◆ **Data extracted from a collection**:
┌──

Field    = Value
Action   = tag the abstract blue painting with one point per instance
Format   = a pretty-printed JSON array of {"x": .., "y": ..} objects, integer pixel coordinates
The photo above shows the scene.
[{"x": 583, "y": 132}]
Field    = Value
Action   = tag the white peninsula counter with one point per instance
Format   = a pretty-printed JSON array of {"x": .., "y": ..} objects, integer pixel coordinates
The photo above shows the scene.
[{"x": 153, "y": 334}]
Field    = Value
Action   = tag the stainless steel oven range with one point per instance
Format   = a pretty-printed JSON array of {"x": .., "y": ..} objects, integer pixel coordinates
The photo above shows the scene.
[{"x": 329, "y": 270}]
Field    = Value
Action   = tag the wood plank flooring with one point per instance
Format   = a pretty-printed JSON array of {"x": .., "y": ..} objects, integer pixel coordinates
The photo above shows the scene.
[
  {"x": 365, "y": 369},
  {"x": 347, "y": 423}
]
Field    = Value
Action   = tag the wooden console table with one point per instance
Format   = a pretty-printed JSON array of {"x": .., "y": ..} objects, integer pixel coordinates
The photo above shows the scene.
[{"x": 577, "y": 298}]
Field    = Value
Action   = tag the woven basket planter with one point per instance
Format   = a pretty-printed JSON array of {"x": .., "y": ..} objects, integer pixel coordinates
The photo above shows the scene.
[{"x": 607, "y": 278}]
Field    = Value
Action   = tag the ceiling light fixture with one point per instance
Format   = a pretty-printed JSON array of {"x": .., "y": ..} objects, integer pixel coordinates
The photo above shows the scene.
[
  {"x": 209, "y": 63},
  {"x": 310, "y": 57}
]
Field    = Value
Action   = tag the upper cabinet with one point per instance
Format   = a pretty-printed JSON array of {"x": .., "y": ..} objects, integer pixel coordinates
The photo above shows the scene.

└──

◆ **Your assignment**: All of the data must be written out again, exactly as it stands.

◆ **Task solution**:
Field    = Value
Action   = tag the abstract blue painting with one point per instance
Format   = a pretty-printed JSON array of {"x": .., "y": ..} objects, integer pixel coordinates
The photo above shows the scene.
[{"x": 583, "y": 132}]
Field    = Value
Action   = tag the white peninsula counter with one point per instance
Format   = a pretty-printed JSON array of {"x": .., "y": ..} objects, integer pixel coordinates
The photo above shows the scene.
[{"x": 153, "y": 334}]
Field    = Value
Action   = tag the stainless steel oven range with one point per instance
Format   = a pretty-printed JSON array of {"x": .., "y": ..} objects, integer pixel coordinates
The photo above shows the scene.
[{"x": 329, "y": 270}]
Field    = Value
Action   = tag the wood plank flooring with one point per instance
Format   = a pretty-printed JSON array of {"x": .., "y": ..} objects, integer pixel coordinates
The photo above shows the scene.
[
  {"x": 365, "y": 369},
  {"x": 347, "y": 423}
]
Field    = Value
Action   = tag the wooden console table with one point per instance
Format   = a pretty-printed JSON array of {"x": .., "y": ..} objects, integer pixel coordinates
The photo above shows the scene.
[{"x": 577, "y": 298}]
Field    = Value
Action   = tag the woven basket planter with one point per instance
Format   = a pretty-printed JSON array of {"x": .., "y": ..} objects, integer pixel coordinates
The photo above shows the scene.
[{"x": 607, "y": 278}]
Field    = Value
Action   = tag the ceiling light fixture with one point per instance
Format   = a pretty-printed JSON array of {"x": .., "y": ..} objects, integer pixel coordinates
The photo above shows the scene.
[
  {"x": 209, "y": 63},
  {"x": 310, "y": 57}
]
Field    = Value
Action   = tag the upper cabinet with one point per instance
Format   = a pretty-printed JSON array of {"x": .., "y": ..} objects, integer pixel coordinates
The photo above shows the scene.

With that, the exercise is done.